## WRITTEN PROBLEM
Pick out each line below that contains the string "capstone" and copy it out. Matching is case-sensitive.

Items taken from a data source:
▬▬▬▬▬▬▬▬▬▬

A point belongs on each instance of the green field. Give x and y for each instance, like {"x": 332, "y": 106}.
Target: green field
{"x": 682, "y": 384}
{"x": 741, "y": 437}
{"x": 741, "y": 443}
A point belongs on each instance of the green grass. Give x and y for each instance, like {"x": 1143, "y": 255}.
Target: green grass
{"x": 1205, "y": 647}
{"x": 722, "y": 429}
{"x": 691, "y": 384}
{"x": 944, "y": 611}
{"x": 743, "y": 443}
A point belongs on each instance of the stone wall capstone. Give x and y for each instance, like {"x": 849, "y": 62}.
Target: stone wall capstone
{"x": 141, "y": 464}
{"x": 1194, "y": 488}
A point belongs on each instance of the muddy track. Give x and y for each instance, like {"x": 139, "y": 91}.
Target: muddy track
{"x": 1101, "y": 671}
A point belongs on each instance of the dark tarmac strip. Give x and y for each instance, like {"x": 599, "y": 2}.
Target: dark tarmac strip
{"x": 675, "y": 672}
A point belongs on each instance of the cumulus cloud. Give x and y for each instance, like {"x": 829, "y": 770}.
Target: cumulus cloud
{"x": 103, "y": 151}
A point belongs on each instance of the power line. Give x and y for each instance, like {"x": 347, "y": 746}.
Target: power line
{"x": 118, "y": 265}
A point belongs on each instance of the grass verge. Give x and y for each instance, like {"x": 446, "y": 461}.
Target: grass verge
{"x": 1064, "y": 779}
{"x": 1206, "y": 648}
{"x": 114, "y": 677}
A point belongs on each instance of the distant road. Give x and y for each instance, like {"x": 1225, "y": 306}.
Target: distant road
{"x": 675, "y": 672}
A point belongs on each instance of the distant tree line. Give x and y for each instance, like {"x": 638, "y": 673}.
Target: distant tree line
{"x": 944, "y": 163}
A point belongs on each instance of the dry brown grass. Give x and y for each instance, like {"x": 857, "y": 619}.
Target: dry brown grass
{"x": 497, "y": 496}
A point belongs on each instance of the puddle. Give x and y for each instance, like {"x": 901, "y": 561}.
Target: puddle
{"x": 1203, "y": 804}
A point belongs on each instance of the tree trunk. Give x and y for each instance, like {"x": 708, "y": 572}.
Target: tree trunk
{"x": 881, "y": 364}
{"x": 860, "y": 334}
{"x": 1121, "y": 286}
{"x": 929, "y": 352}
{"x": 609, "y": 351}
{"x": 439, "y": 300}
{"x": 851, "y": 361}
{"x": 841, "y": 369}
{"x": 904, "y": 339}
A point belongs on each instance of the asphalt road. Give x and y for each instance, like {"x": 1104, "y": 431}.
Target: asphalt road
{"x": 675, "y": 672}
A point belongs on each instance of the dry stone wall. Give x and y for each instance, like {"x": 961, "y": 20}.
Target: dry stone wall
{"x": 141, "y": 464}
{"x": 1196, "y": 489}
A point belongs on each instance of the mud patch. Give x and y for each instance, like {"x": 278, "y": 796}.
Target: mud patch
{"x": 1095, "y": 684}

▬▬▬▬▬▬▬▬▬▬

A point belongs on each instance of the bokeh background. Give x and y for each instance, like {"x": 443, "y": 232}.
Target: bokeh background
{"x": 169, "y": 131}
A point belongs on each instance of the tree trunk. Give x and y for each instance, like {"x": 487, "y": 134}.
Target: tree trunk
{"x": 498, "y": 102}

▬▬▬▬▬▬▬▬▬▬

## PROBLEM SOLUTION
A point belongs on each instance of the stone wall capstone. Give x and y for each instance, like {"x": 849, "y": 62}.
Target: stone wall capstone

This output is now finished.